- _THE PROBLEM_: Could you copy out all the entries below word for word, leaving out the pictures?

- _DATA SHOWN_:
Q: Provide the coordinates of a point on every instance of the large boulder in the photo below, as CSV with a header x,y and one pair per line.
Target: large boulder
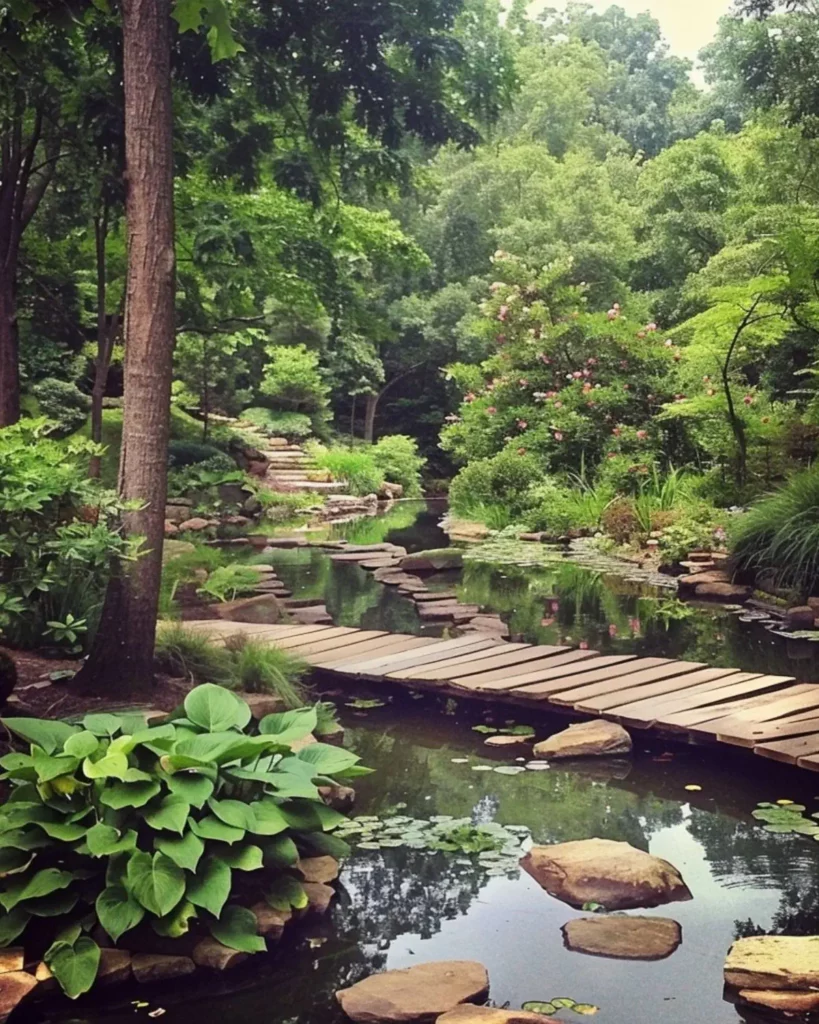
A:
x,y
619,937
586,739
467,1014
774,962
416,995
599,870
262,610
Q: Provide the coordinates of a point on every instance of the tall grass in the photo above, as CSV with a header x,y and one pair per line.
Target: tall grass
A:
x,y
779,537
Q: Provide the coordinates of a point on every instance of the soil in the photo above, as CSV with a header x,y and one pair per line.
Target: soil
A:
x,y
57,699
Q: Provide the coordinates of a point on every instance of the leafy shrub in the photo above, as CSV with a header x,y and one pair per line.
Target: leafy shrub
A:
x,y
58,532
183,453
179,827
620,520
294,426
355,468
396,456
293,379
63,403
779,537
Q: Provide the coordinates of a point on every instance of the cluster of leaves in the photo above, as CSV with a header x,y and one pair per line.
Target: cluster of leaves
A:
x,y
182,825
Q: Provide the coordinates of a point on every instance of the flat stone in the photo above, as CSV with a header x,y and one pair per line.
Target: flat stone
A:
x,y
154,967
782,1001
319,868
586,739
15,985
623,938
468,1014
12,960
319,896
599,870
416,995
270,923
340,798
212,954
774,962
261,610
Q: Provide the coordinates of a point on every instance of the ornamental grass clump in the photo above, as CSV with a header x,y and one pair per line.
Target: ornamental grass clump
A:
x,y
178,828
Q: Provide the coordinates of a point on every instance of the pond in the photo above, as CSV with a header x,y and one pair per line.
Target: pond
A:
x,y
557,602
401,906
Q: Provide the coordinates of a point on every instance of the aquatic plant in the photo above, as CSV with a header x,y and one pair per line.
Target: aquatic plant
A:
x,y
182,825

- _EXERCISE SOLUTION_:
Q: Provide the coordinates of a point on every instance of the large boulder in the photo below, as CSV with a header x,y and one pair per line.
Target: large boulder
A:
x,y
619,937
586,739
467,1014
774,962
416,995
599,870
262,610
Q: Provide the coordinates of a point on every instance of the tall grass in the photo above, as CSV with a header x,y and one pair per line.
Target: tall grass
A:
x,y
779,537
Q: Provide the coordinates of a point on every instance of the soil in the photo above, as CSV with a header x,y and one pair per line.
Target: soil
A:
x,y
57,699
Q: Provide the coordinates of a point on every instance of the leafy shrub in the photo above, as CSV with a header x,y and one pair per line.
Target: leafy shrub
A:
x,y
58,532
183,453
179,827
620,520
294,426
355,468
396,456
293,379
63,403
779,537
Q: Provide the coordinates of a point on every instance of the cluster of leaves in the photo above, as CSV with a header x,y and one pair per line.
Target: cluster of leaves
A:
x,y
182,825
Q: Provide the coordinates of a point on every instance of the flat stone in the photo above, as CSV with a header x,y and one pair per line.
Target: flat stone
A:
x,y
154,967
782,1001
319,868
586,739
15,985
623,938
468,1014
12,960
319,896
599,870
416,995
270,923
340,798
212,954
774,962
261,610
Q: Provide the coordinates of a point on every instance of the ornamental grass clump in the photo above, as CSV with a header x,y and one pair per line.
Target: ornamental grass clump
A:
x,y
178,828
Q: Provide the coordinates of a point on every instance of the pond in the photo above, as CSV with a header x,y and one pair per line.
Target: pond
A:
x,y
557,602
401,906
Q: Provide the coordinates of a point on every instance of the aquatic plant in the photo above, as CSV with a header x,y and one pair per line.
Target: aquatic plant
A:
x,y
182,825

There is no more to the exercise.